* REQUIRED TASK *
Rewrite the data below with every "REPLY" changed to "FORMAT" and nothing else altered. Omit the pictures from your version.

Photo-based point labeling data
'''

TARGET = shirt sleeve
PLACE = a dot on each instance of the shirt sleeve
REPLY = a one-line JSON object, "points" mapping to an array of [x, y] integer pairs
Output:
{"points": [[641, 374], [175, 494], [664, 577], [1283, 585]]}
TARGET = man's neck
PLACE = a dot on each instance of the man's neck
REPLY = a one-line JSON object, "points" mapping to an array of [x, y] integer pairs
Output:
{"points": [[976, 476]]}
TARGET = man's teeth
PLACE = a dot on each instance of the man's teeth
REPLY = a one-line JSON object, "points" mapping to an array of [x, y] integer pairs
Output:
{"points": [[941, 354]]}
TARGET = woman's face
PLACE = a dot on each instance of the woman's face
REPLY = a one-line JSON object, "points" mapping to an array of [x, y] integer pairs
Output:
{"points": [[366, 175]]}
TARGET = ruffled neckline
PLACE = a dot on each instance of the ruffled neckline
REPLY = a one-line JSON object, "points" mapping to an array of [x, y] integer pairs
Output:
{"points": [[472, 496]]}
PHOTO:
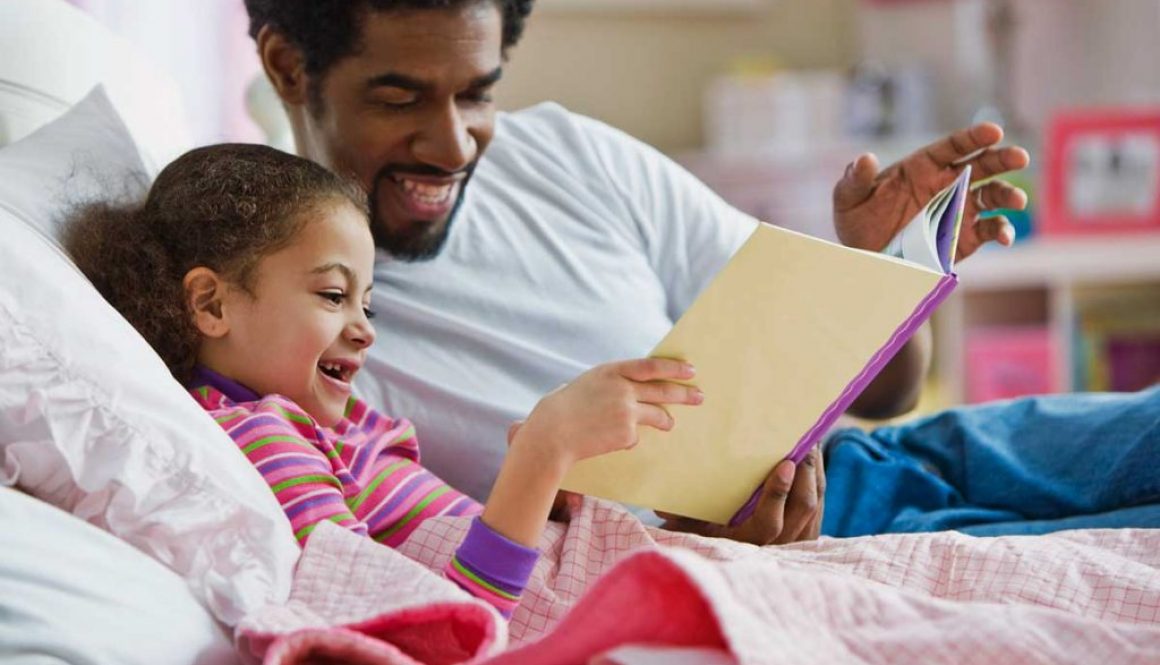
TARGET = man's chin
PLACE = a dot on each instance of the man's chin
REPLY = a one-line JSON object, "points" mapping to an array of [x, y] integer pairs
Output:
{"points": [[422, 241]]}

'''

* SOLUTION TO THIS EXERCISE *
TARGET = shirt sleeve
PLACE = a dot on each instance of the shirt sleeve
FORMAT = a one-line JSON object, "points" mapping to an array of [x, y] integer pairs
Output:
{"points": [[641, 374], [175, 494], [664, 577], [1283, 585]]}
TARGET = man's neck
PLACE = a dot on each instance of the man's neck
FORMAT = a one-line JSON object, "points" mapping to an array of [x, y] integer pairs
Output:
{"points": [[976, 476]]}
TARGET = man's teeth
PLACE = a dot on each instance of the man's teeth
FORMAT = a one-line JSON object, "points" mapping to an array of [x, y] integer pairs
Output:
{"points": [[941, 354]]}
TARGET = woman's face
PLACE = a dot on each instance of the woman's face
FORMAT = a one-line JSON object, "points" mapping to an array of [x, y] integer pairs
Output:
{"points": [[366, 175]]}
TARGET = ruffled neckline
PLACE = a dot on each instance of the ruffled neckline
FORMAT = a one-line JSON object, "points" mapping to an array of [x, y] integer pairs
Output:
{"points": [[472, 496]]}
PHOTO:
TARGET = man's chin
PLACE = a dot on each instance of the man's chin
FORMAT = a one-line JSON object, "points" mapping to an array of [x, y] integer pairs
Output:
{"points": [[422, 241]]}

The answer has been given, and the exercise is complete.